**Task prompt**
Which lines of the material contain the word "slope"? Collect each of them, and treat case as significant when matching.
## start
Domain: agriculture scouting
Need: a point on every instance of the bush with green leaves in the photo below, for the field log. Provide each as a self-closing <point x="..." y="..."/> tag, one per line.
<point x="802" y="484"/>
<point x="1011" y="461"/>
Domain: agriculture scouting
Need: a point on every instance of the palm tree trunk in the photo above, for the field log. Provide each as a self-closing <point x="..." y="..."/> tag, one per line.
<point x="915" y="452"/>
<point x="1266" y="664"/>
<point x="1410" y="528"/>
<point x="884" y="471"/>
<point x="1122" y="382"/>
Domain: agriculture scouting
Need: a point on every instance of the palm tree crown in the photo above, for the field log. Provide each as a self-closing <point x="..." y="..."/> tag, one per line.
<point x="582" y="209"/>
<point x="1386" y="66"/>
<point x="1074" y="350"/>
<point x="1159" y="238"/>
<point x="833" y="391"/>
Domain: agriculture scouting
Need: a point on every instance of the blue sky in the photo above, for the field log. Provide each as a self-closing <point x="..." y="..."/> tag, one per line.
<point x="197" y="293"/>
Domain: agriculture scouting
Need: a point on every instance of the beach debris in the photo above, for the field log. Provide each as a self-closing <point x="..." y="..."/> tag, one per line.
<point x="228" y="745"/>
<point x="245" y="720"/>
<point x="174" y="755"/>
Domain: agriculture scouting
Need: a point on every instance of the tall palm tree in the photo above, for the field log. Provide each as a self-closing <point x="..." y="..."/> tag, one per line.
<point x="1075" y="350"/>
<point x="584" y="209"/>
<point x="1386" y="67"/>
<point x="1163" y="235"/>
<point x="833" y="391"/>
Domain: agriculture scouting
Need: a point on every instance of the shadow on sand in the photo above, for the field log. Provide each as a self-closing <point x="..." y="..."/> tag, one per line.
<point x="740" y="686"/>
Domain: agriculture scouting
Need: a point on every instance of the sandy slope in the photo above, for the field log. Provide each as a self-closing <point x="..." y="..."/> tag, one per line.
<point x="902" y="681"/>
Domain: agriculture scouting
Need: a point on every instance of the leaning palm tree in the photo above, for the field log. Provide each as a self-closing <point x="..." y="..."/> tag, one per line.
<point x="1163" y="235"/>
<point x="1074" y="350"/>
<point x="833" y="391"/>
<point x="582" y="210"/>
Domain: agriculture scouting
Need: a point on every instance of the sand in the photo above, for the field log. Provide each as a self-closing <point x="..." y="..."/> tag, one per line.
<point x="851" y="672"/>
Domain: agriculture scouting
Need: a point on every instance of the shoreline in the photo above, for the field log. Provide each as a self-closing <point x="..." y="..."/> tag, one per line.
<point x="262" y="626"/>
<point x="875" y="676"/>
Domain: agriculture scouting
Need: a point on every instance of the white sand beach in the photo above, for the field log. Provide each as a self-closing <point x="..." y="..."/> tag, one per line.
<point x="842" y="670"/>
## end
## start
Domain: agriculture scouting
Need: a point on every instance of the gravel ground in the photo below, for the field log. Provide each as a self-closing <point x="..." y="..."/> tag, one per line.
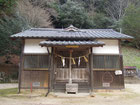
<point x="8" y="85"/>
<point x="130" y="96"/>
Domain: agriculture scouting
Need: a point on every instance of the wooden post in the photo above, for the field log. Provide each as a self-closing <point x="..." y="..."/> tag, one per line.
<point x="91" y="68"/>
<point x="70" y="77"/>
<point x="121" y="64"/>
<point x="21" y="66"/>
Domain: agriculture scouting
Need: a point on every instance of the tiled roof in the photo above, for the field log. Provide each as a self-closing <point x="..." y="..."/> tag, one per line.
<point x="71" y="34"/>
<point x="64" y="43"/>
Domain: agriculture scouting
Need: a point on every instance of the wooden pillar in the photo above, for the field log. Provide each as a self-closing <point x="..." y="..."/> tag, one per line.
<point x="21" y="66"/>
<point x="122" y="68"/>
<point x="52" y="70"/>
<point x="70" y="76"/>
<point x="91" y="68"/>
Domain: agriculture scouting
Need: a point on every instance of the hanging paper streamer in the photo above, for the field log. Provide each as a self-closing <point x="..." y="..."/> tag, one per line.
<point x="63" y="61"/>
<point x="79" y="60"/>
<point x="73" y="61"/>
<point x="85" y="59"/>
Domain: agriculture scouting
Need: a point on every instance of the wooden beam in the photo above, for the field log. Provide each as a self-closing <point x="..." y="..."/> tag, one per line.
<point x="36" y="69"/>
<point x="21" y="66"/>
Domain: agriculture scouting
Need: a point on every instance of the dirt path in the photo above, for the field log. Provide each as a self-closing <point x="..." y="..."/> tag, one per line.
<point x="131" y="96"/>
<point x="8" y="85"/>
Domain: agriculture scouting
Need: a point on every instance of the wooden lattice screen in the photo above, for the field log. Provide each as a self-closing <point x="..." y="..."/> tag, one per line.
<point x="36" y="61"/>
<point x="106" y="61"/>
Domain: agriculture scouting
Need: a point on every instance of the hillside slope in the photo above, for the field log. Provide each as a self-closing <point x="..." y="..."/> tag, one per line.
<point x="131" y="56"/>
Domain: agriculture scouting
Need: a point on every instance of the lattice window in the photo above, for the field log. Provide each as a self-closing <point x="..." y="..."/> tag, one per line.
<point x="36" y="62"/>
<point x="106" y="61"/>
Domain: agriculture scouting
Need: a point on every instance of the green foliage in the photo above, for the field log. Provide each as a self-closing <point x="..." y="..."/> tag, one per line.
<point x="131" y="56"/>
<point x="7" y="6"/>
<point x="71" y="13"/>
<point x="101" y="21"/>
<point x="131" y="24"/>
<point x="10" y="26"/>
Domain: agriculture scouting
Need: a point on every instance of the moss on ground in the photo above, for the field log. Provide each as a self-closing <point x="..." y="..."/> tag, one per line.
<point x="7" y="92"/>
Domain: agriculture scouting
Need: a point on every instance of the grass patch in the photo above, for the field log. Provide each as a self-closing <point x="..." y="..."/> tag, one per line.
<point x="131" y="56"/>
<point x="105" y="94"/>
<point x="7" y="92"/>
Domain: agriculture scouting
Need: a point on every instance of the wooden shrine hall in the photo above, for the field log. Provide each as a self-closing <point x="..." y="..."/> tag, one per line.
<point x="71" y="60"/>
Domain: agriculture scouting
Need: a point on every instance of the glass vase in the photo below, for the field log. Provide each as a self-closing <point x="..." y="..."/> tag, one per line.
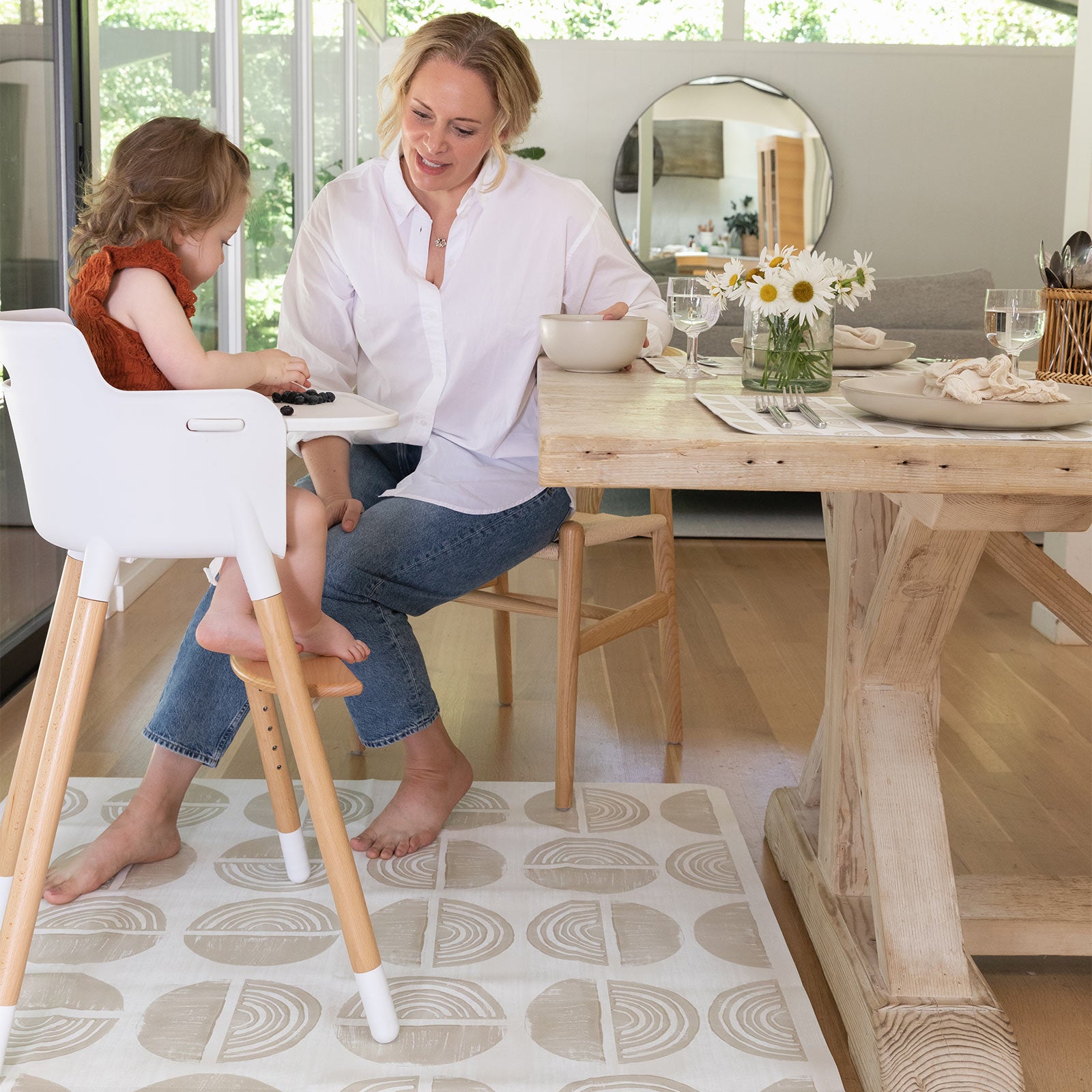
## end
**Result of this task**
Need: a point on every instance of the sandy slope in the photo above, for the field log. Provide each as a self-closing <point x="..." y="..."/> tag, one per line.
Need: a point on every instance of the hillside slope in the photo above, for the field log. Provide each as a self-closing <point x="..." y="..."/> tag, one per line.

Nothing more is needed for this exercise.